(Stored data entries)
---

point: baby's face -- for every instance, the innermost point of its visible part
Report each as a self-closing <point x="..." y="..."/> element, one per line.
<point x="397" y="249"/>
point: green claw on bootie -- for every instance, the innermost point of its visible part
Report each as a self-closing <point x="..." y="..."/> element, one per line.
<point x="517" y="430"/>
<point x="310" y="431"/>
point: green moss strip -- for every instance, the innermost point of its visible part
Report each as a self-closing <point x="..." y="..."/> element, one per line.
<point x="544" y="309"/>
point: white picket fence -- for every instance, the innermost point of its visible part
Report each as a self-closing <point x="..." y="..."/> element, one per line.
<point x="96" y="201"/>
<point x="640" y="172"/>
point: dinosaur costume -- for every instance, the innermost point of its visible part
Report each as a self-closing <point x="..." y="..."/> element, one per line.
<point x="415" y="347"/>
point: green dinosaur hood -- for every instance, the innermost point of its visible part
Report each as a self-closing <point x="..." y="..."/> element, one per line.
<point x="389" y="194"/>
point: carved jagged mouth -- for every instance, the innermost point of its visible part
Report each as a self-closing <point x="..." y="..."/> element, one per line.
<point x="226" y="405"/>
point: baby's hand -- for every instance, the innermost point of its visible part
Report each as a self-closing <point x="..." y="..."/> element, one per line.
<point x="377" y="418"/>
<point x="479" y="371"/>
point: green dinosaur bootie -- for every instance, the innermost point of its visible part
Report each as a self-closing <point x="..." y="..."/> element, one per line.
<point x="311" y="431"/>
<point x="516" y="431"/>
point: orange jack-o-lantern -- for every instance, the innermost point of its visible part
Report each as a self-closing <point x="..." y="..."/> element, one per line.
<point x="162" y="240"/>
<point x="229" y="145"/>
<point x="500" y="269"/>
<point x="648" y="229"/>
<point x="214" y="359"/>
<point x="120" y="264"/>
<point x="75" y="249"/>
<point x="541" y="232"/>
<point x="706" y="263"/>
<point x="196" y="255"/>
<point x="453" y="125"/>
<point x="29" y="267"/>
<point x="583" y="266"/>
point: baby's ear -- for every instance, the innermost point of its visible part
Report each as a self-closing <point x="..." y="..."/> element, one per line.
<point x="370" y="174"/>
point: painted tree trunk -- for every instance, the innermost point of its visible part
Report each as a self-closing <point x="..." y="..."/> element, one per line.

---

__EXERCISE INSTRUCTIONS__
Go through the data and show each line that holds "every".

__YOUR RESPONSE__
point: baby's face -- for every instance, the innermost point of its visible part
point: green claw on bootie -- for every instance, the innermost point of its visible part
point: green moss strip -- for every instance, the innermost point of its visible part
point: white picket fence -- for every instance, the innermost point of its visible part
point: dinosaur costume -- for every instance, the innermost point of its visible part
point: green dinosaur hood -- for every instance, the innermost point of its visible part
point: carved jagged mouth -- for every instance, the innermost point of its visible part
point: baby's hand -- for every instance, the innermost point of its visible part
point: green dinosaur bootie -- for every instance, the innermost point of its visible part
point: orange jack-o-lantern -- for every instance, the innermost point of its visible part
point: baby's ear -- for every instance, the innermost point of its visible part
point: painted tree trunk -- for every instance, the innermost point of its visible part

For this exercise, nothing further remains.